# Problems
1. From the customer experience text below, list the digital-first brands it names.
2. According to the customer experience text below, how many decision-makers did West UC's survey include?

# Selected excerpt

----------

Chik-fil-A topped the 2017 Temkin Experience Ratings not for having chicken sandwiches that stand above the fast food competition, but for qualities like their pristine restaurants and exceedingly friendly, knowledgeable staff. A sprawling shoe selection didn’t catapult Zappos.com into the upper echelon of e-commerce juggernauts, but the company’s customer-first culture and employee development program did.

As these brands prove, nailing the customer experience (CX) is not a one-and-done feat. Customer habits and preferences are fickle things. Consumers’ growing technology dependence, paired with the rise of digital-first brands like Lyft, Netflix and Spotify, puts pressure on all organizations to regularly upgrade their customer service and support strategies.

Today, many brands are overdue for improvement. West UC’s recent survey of 200 contact center and customer experience decision-makers found that organizations have a long way to go – in terms of technology and internal processes – to fulfill their true CX potential.

Legacy tools and metrics are holding contact centers back

Let’s start with the good news: CX leaders feel there is tremendous opportunity hiding in their contact centers. Eighty-eight percent agree that the contact center can play a major role in defining and proactively managing the customer journey across channels.

Fulfilling this prophecy, however, will take a considerable amount of reverse engineering. Currently, less than half (47%) of CX decision-makers strongly agree their contact centers meet customers’ needs. Even fewer (29%) emphatically feel their contact centers can design and deliver a seamless CX between different platforms.

----------

# Data entries
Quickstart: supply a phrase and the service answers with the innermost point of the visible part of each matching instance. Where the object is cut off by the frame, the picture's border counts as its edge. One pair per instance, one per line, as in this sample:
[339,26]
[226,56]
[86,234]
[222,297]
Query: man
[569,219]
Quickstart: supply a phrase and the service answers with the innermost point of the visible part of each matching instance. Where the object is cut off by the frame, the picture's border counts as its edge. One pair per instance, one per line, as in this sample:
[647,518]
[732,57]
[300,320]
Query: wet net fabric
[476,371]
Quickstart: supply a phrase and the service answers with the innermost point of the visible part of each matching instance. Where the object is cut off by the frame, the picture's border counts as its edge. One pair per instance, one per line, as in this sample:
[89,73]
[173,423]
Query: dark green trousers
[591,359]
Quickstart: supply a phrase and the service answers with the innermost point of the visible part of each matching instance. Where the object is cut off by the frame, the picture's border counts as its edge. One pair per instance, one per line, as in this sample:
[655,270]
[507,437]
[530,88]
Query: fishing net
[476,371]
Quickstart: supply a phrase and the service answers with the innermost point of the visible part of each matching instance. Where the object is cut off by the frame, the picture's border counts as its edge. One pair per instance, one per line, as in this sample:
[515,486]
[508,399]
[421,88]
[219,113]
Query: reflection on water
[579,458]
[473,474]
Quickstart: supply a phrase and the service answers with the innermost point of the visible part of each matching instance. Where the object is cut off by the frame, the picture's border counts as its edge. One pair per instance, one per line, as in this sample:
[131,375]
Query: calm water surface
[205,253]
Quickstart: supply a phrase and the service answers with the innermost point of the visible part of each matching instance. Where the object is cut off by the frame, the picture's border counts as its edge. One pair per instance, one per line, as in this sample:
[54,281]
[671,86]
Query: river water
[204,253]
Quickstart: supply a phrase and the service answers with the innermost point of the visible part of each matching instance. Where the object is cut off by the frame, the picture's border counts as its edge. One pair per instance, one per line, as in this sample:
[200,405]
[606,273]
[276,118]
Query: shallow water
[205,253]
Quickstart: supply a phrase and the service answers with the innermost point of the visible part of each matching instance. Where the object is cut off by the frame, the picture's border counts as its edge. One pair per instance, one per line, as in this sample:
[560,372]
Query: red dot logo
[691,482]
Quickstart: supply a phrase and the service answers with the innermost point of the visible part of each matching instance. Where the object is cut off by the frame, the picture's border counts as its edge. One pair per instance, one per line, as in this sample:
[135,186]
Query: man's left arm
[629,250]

----------

# Solution list
1. Lyft, Netflix, Spotify

2. 200 contact center and customer experience decision-makers